Quoted passage ->
Don’t leave those kind of decisions up to your distribution partner, but give them clear instructions of who to inform and which additional information they need to send.
Your procedures need to take into account the time that can be lost due to different time zones and also the expectations of different markets. For example social media issues usually require fast answers if they’re not going to explode in your face, but if the original post occurs at 2am in your home time zone, chances are it’s going to get messy before you even realise.
For consumer products manufacturers, you also need to consider how you will inform all of your partners should something happen in your production that necessitates a recall of shipped products. This is really one of the worst nightmare scenarios…
According to the Oxford Online dictionary a warranty is “a written guarantee, issued to the purchaser of an article by its manufacturer, promising to repair or replace it if necessary within a specified period of time.”
Warranties are actually a really complex corner of the law though, which I couldn’t explain in detail here, even if I were qualified to give you more than the basics. Suffice to say, the legal situation with warranties around the world varies greatly so for customer service in different countries you really need to get professional advice about what your legal obligations are as well as the usual market expectations.
Your warranty, including any restrictions and disclaimers, should be included in writing in the distributor manual I mentioned above. Your distributors need to be clear about what they can and can’t promise.
The 3 Most Frequent Mistakes Companies make in International After Sales Service
We’ve already mentioned these points in more detail above, but here summarised:
- Insufficient Documentation – making expectations really clear up front (& adapting them according to experience as you go) will save you a lot of headaches in the long run
- Not researching up front. This is “tear my hair out” level for me personally if people don’t make the effort to do this. You need to understand how your product will be used in the country you sell to, but also to understand the environment in which it will be used and the challenges that poses. It’s no good selling a product which is sensitive to power surges or poor water quality to a country which struggles with both of those.

Record excerpts ->
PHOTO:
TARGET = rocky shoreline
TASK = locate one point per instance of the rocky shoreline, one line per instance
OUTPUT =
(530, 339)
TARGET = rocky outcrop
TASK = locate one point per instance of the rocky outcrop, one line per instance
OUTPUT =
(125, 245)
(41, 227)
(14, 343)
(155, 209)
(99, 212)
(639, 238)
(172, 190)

To-do list ->
**1)** Answer these questions from the passage on international after-sales service:
(a) According to the quoted dictionary definition, who issues a warranty?
(b) Where should the warranty, with its restrictions and disclaimers, be included in writing?
(c) Which two weaknesses does the passage give as examples of product sensitivities that suit a country poorly when that country struggles with both?
**2)** Continue the passage on international after-sales service from where it stops.
The data play no part here.

Task answers ->
**1)**
(a) The manufacturer of the article issues it to the purchaser.
(b) In the distributor manual.
(c) Sensitivity to power surges and to poor water quality.

**2)**
- A lack of crisis planning or worst case scenario planning. Your domestic procedures probably won’t be robust enough to simply translate to an overseas environment where both the regulatory environment and the customer expectations will differ.
International Sales and Service is always a Learning Curve
You’re never going to have finished learning how to manage this aspect of your international business. You’ll always be needing to learn how to adjust your communication according to the market evolution. That means staying agile & being open to new ideas as to what’s necessary to keep your customers happy.
International after sales service can be a source of additional income too. eg with spares and maintenance contracts, so it should simply be regarded as an annoying part of the marketing activities. Yes, customer service in different countries varies in the detail as to what is seen as the right level of service and how that is delivered, but in general it’s now truly a key differentiation factor in many industries.
Starting out with smaller orders give you the opportunity to manage your learning curve and adjust more easily as you grow.
In the end, the way you deal with customer questions after the sale has been made determines their experience with you as a producer or brand. Many complications can be avoided with good planning and whilst this is a time/cost factor up front, it certainly pays off in the long term.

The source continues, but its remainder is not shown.